(Labeling and segmentation items)
☆ ☆ ☆ ☆ ☆

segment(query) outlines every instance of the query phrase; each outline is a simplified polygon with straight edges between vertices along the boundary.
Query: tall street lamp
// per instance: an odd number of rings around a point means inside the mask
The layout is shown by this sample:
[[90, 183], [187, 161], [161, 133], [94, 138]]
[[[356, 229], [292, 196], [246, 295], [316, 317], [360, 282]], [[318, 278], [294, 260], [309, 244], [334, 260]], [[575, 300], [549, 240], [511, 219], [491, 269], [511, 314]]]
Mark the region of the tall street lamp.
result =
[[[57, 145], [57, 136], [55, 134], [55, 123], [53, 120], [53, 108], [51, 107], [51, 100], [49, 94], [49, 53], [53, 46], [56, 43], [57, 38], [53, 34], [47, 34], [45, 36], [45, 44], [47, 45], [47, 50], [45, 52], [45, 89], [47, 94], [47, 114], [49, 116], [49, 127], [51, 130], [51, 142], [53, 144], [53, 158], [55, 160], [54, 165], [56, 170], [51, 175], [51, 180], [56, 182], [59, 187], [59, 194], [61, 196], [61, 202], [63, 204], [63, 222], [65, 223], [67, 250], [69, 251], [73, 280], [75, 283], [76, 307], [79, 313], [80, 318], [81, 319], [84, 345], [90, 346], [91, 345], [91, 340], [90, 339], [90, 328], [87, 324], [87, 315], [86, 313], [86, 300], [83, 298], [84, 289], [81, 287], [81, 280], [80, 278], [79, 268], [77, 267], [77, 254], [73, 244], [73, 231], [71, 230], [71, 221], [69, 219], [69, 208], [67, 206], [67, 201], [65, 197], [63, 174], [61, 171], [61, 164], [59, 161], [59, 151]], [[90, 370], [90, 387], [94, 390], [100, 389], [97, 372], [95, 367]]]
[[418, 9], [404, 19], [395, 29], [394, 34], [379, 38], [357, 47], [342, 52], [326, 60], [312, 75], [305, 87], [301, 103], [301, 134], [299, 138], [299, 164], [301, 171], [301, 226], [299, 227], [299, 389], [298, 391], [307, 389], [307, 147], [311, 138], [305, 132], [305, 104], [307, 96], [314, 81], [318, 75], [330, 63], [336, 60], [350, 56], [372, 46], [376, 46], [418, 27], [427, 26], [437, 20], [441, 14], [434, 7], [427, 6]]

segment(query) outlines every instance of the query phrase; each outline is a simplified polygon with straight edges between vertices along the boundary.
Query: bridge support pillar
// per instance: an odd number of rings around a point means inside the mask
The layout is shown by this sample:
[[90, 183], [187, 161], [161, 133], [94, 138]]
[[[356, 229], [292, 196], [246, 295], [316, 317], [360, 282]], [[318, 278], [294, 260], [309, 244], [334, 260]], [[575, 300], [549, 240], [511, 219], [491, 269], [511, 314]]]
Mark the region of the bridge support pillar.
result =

☆ ☆ ☆ ☆ ☆

§ **To be done**
Output each line of Block 1 as one string in a JSON list, leaving out the blank lines.

§ **Correct answer**
[
  "segment(query) outlines every instance of the query phrase; each outline is a simplified polygon with straight edges between vertices along the boundary.",
  "Query: tall street lamp",
  "// per instance: an odd number of rings around a point means inside the mask",
  "The layout is shown by this sample:",
  "[[90, 183], [187, 161], [161, 133], [94, 138]]",
  "[[[356, 229], [292, 196], [246, 295], [316, 317], [360, 282]], [[318, 278], [294, 260], [309, 244], [334, 260]], [[575, 300], [549, 240], [511, 219], [491, 269], [511, 314]]]",
  "Mark the region of the tall street lamp.",
  "result =",
  "[[[57, 145], [57, 136], [55, 134], [55, 123], [53, 120], [53, 108], [51, 107], [51, 100], [49, 94], [49, 53], [53, 46], [56, 43], [57, 38], [53, 34], [47, 34], [45, 36], [45, 44], [47, 45], [47, 50], [45, 52], [45, 89], [47, 94], [47, 114], [49, 116], [49, 127], [51, 130], [51, 142], [53, 144], [53, 158], [55, 160], [54, 165], [56, 170], [51, 175], [51, 180], [56, 182], [59, 187], [59, 194], [61, 196], [61, 202], [63, 204], [63, 222], [65, 223], [67, 250], [69, 251], [73, 280], [75, 283], [76, 307], [79, 313], [80, 318], [81, 319], [84, 345], [90, 346], [91, 345], [91, 340], [90, 339], [90, 328], [87, 324], [87, 315], [86, 313], [86, 300], [83, 298], [84, 289], [81, 287], [81, 280], [80, 278], [79, 268], [77, 267], [77, 254], [73, 244], [73, 231], [71, 230], [71, 221], [69, 219], [69, 208], [67, 206], [67, 201], [65, 197], [63, 174], [61, 171], [61, 164], [59, 161], [59, 151]], [[90, 370], [90, 387], [94, 390], [100, 389], [97, 372], [95, 367]]]",
  "[[418, 9], [404, 19], [395, 29], [394, 34], [379, 38], [357, 47], [342, 52], [326, 60], [312, 75], [305, 87], [301, 103], [301, 134], [299, 138], [299, 164], [301, 171], [301, 226], [299, 227], [299, 389], [298, 391], [307, 389], [307, 147], [311, 138], [305, 132], [305, 104], [307, 96], [314, 81], [318, 75], [330, 63], [336, 60], [350, 56], [372, 46], [376, 46], [418, 27], [427, 26], [437, 20], [441, 14], [434, 7], [427, 6]]",
  "segment(query) outlines every instance of the query phrase; each outline is a simplified polygon with straight edges between vertices along the boundary.",
  "Query: bridge support pillar",
  "// per instance: an odd number of rings around a point means inside the mask",
  "The layout is shown by this sample:",
  "[[90, 183], [187, 161], [161, 133], [94, 138]]",
  "[[[356, 229], [292, 196], [246, 295], [316, 317], [360, 282]], [[318, 278], [294, 260], [309, 244], [334, 260]], [[575, 300], [549, 240], [511, 219], [491, 269], [511, 314]]]",
  "Mark the region of the bridge support pillar.",
  "result ="
]